┌──
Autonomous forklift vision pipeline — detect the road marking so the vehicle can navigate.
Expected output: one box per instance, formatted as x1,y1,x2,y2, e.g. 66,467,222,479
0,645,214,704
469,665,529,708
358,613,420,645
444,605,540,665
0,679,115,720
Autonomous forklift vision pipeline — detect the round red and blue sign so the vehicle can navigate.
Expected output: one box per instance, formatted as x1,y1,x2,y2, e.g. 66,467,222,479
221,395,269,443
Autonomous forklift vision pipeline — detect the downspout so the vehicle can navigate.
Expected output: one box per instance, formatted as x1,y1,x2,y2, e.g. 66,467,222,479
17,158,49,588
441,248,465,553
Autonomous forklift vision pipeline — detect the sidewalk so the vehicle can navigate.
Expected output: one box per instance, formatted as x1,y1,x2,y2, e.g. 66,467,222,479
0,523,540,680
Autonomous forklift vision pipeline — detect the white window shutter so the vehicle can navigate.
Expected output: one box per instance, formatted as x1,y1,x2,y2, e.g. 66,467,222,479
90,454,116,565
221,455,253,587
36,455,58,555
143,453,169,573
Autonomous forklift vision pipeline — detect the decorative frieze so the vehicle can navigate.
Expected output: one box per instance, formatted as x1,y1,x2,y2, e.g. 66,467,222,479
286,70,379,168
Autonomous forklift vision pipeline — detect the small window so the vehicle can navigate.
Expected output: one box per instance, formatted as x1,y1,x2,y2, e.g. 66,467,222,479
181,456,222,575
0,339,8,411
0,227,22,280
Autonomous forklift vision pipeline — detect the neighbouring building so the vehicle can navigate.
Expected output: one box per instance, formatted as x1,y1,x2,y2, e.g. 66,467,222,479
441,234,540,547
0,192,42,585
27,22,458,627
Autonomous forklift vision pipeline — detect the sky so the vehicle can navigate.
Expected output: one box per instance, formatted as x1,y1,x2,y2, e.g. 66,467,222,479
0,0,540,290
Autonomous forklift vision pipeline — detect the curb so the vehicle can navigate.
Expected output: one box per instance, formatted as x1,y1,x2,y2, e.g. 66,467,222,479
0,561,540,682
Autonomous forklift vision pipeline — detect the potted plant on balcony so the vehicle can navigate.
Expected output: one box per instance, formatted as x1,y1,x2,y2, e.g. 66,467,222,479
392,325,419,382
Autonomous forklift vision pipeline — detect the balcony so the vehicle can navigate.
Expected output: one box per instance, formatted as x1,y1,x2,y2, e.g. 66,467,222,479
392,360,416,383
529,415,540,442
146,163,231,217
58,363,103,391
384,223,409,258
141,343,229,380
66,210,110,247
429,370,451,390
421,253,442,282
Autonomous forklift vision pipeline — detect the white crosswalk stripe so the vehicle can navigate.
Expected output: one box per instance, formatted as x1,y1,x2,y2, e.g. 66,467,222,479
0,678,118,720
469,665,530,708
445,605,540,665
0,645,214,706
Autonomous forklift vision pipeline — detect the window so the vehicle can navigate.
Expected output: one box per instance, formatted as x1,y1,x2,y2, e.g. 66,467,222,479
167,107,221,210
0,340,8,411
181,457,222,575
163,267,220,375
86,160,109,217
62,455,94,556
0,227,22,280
└──
Reproduce all of the lines above, substituting "delivery robot" for every occurrence of "forklift" and leaving everything else unchanged.

Completed task >>
Autonomous delivery robot vision pipeline — detect the road marking so the vehicle can navigate.
Expected output: one box per instance, formatted as x1,y1,x2,y2, e.g. 66,467,222,479
0,645,214,704
469,665,529,708
358,613,420,645
444,605,540,665
0,679,115,720
Autonomous delivery robot vision pipeline — detect the round red and blue sign so the vehicle can navigate.
Expected output: one box per instance, formatted as x1,y1,x2,y2, e.g. 66,467,222,479
221,395,269,443
Autonomous delivery robot vision pipeline — detect the downspout so the vehicle can navigate.
Expected output: one box per instance, formatted as x1,y1,x2,y2, e.g. 66,467,222,479
17,158,49,588
441,248,465,553
Autonomous delivery robot vision pipeline — detect the sidewalk so the vehicle can navigate.
Expected output: one box per instance, formatted as x1,y1,x2,y2, e.g. 66,467,222,479
0,523,540,680
Autonomous delivery robot vision pipeline — detect the white window shutter so the vehicle can navigate.
Expected output: one box per instance, formatted as x1,y1,x2,y2, e.g. 66,467,222,479
90,454,116,565
221,455,253,587
36,455,58,555
143,453,169,573
Autonomous delivery robot vision pipeline — detect the decorative frieze so the vehicle can navigate.
Expected output: one box per instance, formatted as x1,y1,x2,y2, e.g. 66,467,222,479
286,70,379,168
Autonomous delivery robot vision pipeline — detect the small window so the vehicle can navigate.
Expected output: one box per instance, formatted as x1,y1,x2,y2, e.g. 66,467,222,479
181,456,222,575
0,339,8,411
0,227,22,280
Autonomous delivery robot vision pipeline — detect the neighbouring building so the vehicle can navigate.
Expected output: one box per instance, formatted as x1,y1,x2,y2, e.g. 66,467,222,479
441,234,540,547
0,192,42,585
27,22,458,627
Autonomous delivery robot vision pipeline — detect the sky so the vehicle can navigate.
Expected output: one box per instance, formatted as x1,y1,x2,y2, e.g. 66,467,222,479
0,0,540,290
Autonomous delivery robot vision pipeline — detect the curb so the vehicle can navigate.
Expected output: one box per instance, formatted as x1,y1,x2,y2, e.g. 66,467,222,479
0,561,540,682
Autonomous delivery robot vision pipeline — detect the potted plant on balcony so the vehicle can navigate.
Expected output: one box per instance, formatted as x1,y1,x2,y2, e.g. 66,467,222,479
392,325,419,382
Autonomous delivery robot vision pipeline — detect the balcony so the vehicle can navigate.
Expected output: one box per instance, formatted as x1,y1,x2,y2, e.g. 66,467,222,479
392,360,416,383
529,415,540,442
146,163,231,217
58,363,103,391
384,223,409,258
141,343,229,380
66,210,110,247
429,370,451,390
421,253,442,282
Autonomous delivery robot vision pipeline — detect the white crosswalk stripe so the vehicle can navigate.
Expected output: one box per instance, formatted as x1,y1,x2,y2, e.g. 66,467,222,479
0,678,118,720
469,665,530,708
445,605,540,665
0,645,214,706
Autonomous delivery robot vision pipeline — detect the window so the vehicle can navigate.
Expected output: one box per instance, formatted as x1,y1,x2,y2, e.g. 66,467,222,479
167,107,221,210
0,340,8,411
181,457,222,575
163,267,220,375
86,160,109,217
62,455,94,556
0,227,22,280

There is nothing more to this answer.